What you should do
Report every line of the listing below that contains the word "wall", copying each such line in full.

╔══

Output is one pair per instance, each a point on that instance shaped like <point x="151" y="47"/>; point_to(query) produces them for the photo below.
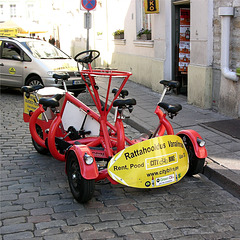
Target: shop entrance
<point x="181" y="43"/>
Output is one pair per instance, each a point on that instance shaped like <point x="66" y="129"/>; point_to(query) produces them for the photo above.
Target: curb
<point x="224" y="177"/>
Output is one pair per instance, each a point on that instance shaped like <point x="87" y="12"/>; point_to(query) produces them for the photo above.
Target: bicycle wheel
<point x="196" y="164"/>
<point x="39" y="148"/>
<point x="81" y="188"/>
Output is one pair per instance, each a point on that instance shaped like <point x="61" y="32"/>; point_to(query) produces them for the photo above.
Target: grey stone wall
<point x="221" y="100"/>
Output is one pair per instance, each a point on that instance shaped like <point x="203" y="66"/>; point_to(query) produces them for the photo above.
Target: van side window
<point x="9" y="50"/>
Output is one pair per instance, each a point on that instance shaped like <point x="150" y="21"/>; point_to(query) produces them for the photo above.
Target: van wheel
<point x="35" y="80"/>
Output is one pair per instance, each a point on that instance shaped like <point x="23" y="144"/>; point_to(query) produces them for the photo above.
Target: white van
<point x="27" y="61"/>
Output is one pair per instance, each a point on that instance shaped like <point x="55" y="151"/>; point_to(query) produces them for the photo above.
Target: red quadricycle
<point x="95" y="149"/>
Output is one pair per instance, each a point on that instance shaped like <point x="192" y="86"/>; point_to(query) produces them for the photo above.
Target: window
<point x="30" y="11"/>
<point x="143" y="19"/>
<point x="13" y="11"/>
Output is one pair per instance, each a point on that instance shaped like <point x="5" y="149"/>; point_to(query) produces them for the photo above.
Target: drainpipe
<point x="226" y="13"/>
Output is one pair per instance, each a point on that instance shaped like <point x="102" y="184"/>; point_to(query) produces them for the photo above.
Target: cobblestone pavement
<point x="36" y="202"/>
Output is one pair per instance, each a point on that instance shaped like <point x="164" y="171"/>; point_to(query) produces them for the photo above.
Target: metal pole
<point x="88" y="31"/>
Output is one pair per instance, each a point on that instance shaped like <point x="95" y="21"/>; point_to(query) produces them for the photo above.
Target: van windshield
<point x="44" y="50"/>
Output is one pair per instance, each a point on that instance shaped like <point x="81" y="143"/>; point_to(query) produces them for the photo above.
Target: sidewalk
<point x="223" y="162"/>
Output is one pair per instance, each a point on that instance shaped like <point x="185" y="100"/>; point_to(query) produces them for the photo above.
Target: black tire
<point x="34" y="80"/>
<point x="39" y="148"/>
<point x="81" y="188"/>
<point x="196" y="164"/>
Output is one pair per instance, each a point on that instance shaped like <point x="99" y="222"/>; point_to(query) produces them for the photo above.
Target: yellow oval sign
<point x="12" y="70"/>
<point x="152" y="163"/>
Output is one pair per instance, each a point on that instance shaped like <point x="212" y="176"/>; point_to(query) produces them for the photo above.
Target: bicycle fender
<point x="87" y="171"/>
<point x="201" y="152"/>
<point x="32" y="126"/>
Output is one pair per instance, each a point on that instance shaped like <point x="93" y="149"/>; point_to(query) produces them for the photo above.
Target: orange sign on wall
<point x="151" y="6"/>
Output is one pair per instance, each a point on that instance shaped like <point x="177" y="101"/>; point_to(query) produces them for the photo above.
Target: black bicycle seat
<point x="122" y="94"/>
<point x="51" y="102"/>
<point x="171" y="108"/>
<point x="124" y="103"/>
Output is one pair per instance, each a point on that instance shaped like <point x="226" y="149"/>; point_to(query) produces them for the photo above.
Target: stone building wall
<point x="226" y="92"/>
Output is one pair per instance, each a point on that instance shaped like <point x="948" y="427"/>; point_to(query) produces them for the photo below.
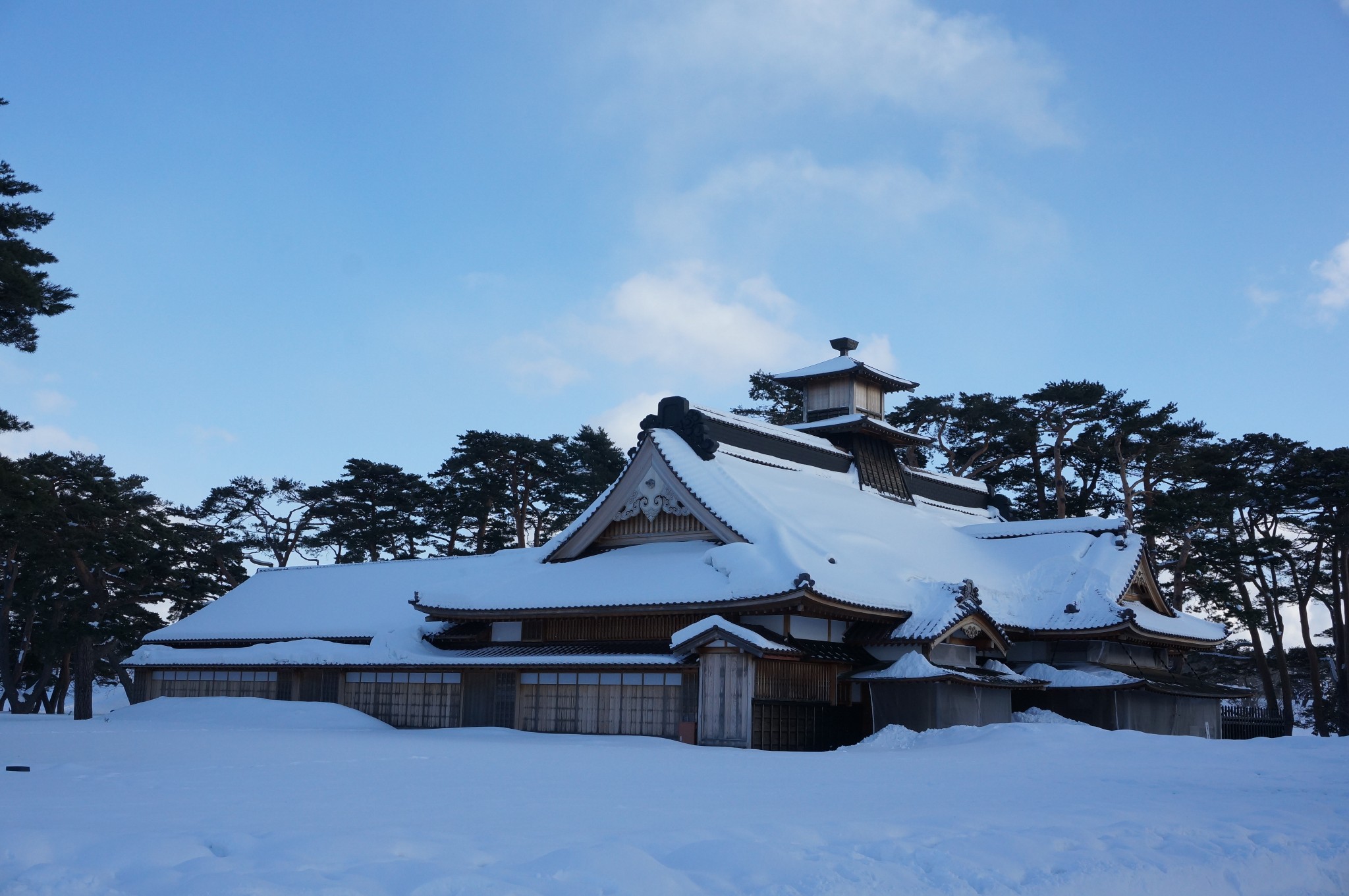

╚══

Complete output
Target: grey stone wall
Target: orange sign on wall
Target: stone building wall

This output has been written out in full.